In the passage on art and evolution, which university is Ellen Dissanayake affiliated with?

==== Passage to read ====

I guess there was (is?), according to a NYT Op-Ed, a "free-wheeling conference" at U of M on art and evolution. A month long conference, it seems. I felt intrigued until I read this:

"In the main presentation at the conference, Ellen Dissanayake, an independent scholar affiliated with the University of Washington, Seattle, offered her sweeping thesis of the evolution of art, nimbly blending familiar themes with the radically new. By her reckoning, the artistic impulse is a human birthright, a trait so ancient, universal and persistent that it is almost surely innate. But while some researchers have suggested that our artiness arose accidentally, as a byproduct of large brains that evolved to solve problems and were easily bored, Ms. Dissanayake argues that the creative drive has all the earmarks of being an adaptation on its own. The making of art consumes enormous amounts of time and resources, she observed, an extravagance you wouldn’t expect of an evolutionary afterthought. Art also gives us pleasure, she said, and activities that feel good tend to be those that evolution deems too important to leave to chance."

So art is "too important to leave to chance? Huh? Evolution, then, is deliberate? I mean, what's the opposite of chance here? I'm sure the article is doing a bad job but I *hate* it when folks try to make art seem more meaningful or interesting by explaining it in evolutionary terms, especially when they don't know jack shit about theories of evolution. And what exactly might that explanation really tell us? I don't care if Martians landed on earth a billion trillion years ago and implanted a DNA code for artistic production or that plants and ticks and monkeys and birds make art too and thus the whole world is one big art project. Ok, the latter example is a jab at Elizabeth Grosz who I greatly admire but who gave a stunningly silly lecture on art and evolution last year at Wayne' English dept. According to Grosz, after a long explanation of environment and something about ticks, it all adds up to--are you ready for this?--art equals "vibrations." Please. Come on...I mean, duh, whatever. *Everything* equals vibrations. The whole fucking universe. It's like a more boring version of string theory. I get it, it's just... so what? What, as a critic, are you supposed to do with that? The meaning of Jackson Pollack's drip paintings? Vibrations. Motorhead's super fast bad ass punk rock metal? Vibrations. Bach's Mass in B Minor? Vibrations. Foghat's crappy rock songs? Vibrations,. Tyree Guyton's urban detritus installations and legendary dots? Vibrations. Please. Kill. Me. Evolutionary explanations for art like Grosz's say nothing *interesting* or specific about art practices--their history, their form, their politics, their pleasure. Evolution, on the other hand, is fascinating.

==== Given records ====

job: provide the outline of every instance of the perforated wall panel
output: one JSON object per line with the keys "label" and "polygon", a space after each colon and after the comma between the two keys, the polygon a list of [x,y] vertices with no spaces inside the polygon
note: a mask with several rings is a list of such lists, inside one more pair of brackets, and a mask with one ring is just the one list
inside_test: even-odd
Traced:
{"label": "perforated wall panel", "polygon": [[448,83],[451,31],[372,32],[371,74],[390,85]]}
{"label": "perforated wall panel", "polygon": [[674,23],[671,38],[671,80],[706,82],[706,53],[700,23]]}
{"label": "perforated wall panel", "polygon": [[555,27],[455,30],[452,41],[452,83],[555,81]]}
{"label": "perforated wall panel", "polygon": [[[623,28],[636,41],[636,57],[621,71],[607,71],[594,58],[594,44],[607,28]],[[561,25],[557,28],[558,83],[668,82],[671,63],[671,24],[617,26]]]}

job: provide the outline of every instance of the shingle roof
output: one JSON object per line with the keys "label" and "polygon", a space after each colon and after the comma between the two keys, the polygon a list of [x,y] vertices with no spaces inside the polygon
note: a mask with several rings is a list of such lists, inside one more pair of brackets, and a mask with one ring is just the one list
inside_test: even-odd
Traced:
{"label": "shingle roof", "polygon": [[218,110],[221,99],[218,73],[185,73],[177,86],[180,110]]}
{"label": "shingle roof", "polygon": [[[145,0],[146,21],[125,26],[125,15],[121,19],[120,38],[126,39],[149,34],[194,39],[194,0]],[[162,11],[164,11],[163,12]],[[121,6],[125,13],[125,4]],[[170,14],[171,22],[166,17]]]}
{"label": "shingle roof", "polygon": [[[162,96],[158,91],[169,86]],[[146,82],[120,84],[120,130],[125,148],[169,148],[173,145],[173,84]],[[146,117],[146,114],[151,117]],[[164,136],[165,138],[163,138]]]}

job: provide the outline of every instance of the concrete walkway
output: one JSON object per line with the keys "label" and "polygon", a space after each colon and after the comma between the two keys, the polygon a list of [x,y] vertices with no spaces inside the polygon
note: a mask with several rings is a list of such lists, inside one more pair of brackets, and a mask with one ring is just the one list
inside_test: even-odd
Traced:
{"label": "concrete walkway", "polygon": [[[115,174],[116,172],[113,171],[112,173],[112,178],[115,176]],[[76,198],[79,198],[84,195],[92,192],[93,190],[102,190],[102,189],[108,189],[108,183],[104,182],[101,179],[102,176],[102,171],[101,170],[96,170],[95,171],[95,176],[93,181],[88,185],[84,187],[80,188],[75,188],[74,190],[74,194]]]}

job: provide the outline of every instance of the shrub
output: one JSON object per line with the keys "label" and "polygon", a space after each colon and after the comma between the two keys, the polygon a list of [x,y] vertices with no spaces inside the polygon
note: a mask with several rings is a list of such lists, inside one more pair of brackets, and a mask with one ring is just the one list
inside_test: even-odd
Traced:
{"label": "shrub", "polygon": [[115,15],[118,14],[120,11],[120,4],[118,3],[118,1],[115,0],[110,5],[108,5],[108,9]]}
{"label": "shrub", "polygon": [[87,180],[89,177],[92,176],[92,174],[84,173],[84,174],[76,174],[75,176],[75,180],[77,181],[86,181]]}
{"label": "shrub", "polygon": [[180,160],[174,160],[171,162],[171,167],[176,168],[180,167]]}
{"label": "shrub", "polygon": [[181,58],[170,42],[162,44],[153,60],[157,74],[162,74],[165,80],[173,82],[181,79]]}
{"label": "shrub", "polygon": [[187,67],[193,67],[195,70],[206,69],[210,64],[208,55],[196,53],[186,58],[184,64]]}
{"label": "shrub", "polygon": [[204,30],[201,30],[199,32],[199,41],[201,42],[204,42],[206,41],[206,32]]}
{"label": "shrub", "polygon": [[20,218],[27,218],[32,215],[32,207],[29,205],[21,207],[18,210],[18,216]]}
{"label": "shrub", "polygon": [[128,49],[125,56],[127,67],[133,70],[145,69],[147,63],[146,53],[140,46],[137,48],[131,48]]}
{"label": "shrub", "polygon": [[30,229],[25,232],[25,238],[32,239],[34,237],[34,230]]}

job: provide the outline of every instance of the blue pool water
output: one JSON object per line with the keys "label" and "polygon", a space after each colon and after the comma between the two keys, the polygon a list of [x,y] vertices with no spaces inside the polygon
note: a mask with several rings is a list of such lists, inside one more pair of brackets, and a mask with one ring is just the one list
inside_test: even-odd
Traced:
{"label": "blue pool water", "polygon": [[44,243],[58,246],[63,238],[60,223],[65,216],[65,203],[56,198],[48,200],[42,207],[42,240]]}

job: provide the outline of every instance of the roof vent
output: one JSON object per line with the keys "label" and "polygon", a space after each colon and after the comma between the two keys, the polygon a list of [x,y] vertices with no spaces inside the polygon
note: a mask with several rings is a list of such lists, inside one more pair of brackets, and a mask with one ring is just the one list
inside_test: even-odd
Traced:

====

**Response to this task:**
The University of Washington, Seattle.